Work instructions –
What follows is a listing; give it again exactly, in its entirety.

Given data –
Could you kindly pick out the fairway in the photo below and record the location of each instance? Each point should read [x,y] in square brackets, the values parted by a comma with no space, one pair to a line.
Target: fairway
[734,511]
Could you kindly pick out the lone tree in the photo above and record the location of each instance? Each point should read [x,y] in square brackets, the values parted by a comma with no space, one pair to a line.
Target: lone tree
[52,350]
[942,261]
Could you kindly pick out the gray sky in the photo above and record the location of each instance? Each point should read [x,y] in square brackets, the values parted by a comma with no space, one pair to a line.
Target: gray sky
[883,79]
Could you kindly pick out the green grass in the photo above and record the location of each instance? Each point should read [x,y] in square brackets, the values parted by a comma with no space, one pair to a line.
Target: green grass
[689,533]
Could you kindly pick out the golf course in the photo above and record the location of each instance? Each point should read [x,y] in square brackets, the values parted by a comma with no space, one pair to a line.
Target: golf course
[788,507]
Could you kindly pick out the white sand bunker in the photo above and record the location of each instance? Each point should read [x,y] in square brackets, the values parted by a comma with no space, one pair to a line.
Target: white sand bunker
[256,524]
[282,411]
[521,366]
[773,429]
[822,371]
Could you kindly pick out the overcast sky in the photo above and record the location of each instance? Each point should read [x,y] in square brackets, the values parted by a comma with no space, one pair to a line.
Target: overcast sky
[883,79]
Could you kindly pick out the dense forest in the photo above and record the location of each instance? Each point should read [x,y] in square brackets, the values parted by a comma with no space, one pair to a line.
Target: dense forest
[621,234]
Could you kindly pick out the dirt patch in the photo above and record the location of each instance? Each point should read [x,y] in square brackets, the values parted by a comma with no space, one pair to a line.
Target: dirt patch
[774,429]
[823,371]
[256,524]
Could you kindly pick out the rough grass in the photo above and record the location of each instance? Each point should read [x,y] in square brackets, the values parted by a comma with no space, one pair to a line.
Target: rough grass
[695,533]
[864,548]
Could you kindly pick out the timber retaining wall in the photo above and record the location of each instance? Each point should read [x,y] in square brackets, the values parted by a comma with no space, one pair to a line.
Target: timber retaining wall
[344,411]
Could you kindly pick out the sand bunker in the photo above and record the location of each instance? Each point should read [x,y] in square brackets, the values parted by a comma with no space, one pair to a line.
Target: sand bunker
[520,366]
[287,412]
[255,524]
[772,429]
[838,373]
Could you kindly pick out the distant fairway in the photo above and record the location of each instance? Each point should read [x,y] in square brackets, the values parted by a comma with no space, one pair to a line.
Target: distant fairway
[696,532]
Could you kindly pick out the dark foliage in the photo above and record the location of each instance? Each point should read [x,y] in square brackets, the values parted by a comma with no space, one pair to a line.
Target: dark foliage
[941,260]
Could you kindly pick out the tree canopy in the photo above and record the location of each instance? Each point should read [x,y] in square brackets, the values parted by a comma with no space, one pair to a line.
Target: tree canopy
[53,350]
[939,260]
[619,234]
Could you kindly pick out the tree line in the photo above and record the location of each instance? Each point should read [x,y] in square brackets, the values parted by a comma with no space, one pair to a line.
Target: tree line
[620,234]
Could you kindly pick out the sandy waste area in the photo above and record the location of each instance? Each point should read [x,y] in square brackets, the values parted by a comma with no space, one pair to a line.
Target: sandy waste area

Output of the exercise –
Could you kindly pick out the fairway in the photo below and record the location of each instance? Each point should read [x,y] in square brackets, the values parted by a comma with no space, one pair to a line.
Target: fairway
[734,511]
Could you kindly pick out the lone tree in the photo above and record the location of each instance? Each point should read [x,y] in square brackets, the values parted by a comma with no space, one pair to a line.
Target: lone tree
[52,350]
[942,261]
Could you kindly pick out the gray sky in the photo above and record the location of each instance? Each point should read [x,y] in square brackets, the values parted by a comma with no space, one pair to a line.
Target: gray sky
[883,79]
Could you kindly pick out the green grass in the photo above and record the location of each instance? Each point should read [x,y] in square brackets, the values parted by a comma with no space, one pair to a line.
Target: green grass
[689,533]
Could you kindly pick out the golf course in the photo above and record the location of each instance? Each point should read [x,y] in square brackets, the values parted by a comma with no space, one pair to a line.
Target: golf course
[788,507]
Could you kindly pick out the white sand bunker in the photo above and record the location of each instance? Each point should read [x,y] in square brackets, the values parted by a comma with no space, one pair to a line.
Target: white sand bunker
[256,524]
[282,411]
[521,366]
[773,429]
[822,371]
Could you kindly pick out the overcast sky in the photo above and record the location of each instance? Each point should read [x,y] in square brackets, the values parted by a comma with no space, one pair to a line.
Target: overcast sky
[883,79]
Could you kindly pick out the dense forest in the photo above and record the location of each instance? Each point should read [x,y] in square brackets, the values parted by a comma with no space, one pair to a line.
Target: dense forest
[621,234]
Could you kindly pick out the dirt patch in the photo above and record the location of each instance? Each point should read [x,y] in square brackets, the values parted by a comma with no space, one pair to a line.
Target: dirt patch
[774,429]
[823,371]
[256,524]
Could you kindly pick out the rough grass in the photo above and record the location of each instance? Each point should read [x,y] in square brackets, the values parted by a comma with no space, one pair to a line.
Target: rough grass
[695,533]
[864,548]
Could you kindly pick out the timber retaining wall in the photo above and record the location of each instance? Each point should read [x,y] in square brackets, the values parted by a comma with no space, one pair to a line.
Target: timber retaining wall
[344,411]
Could you kindly pick out the sand bunker in the photo above and record the location of each instance? Each point should read [x,y] in square brackets, the values parted by a comma with no space, one pair to a line.
Target: sand bunker
[520,366]
[287,412]
[255,524]
[772,429]
[838,373]
Could you kindly pick out the distant fairway in the photo above and record the location of each instance? Each point should read [x,y] in square brackets, the values parted by a comma with no space, one pair to a line.
Target: distant fairway
[696,532]
Could you kindly pick out the dark foliage in the photo above and record the location of each instance? Each point should read [x,y] in square brackets, the values parted by a comma with no space, one pair to a line.
Target: dark foliage
[941,260]
Could you kindly pick out the tree canopy in the photo above and record the location of each instance? Each point should read [x,y] in square brackets, the values parted by a comma with no space, one pair to a line.
Target: tree canopy
[53,350]
[939,260]
[619,234]
Could you kindly pick out the tree line in the photo above and record the location of each instance? Each point should read [x,y] in square brackets, the values parted by a comma with no space, one pair to a line.
Target: tree line
[620,234]
Could you kindly pick out the sandy waste area in the photo above and record the location of each instance? Each point should read [x,y] in square brackets, the values parted by a comma with no space, one pair to a line.
Target: sandy waste area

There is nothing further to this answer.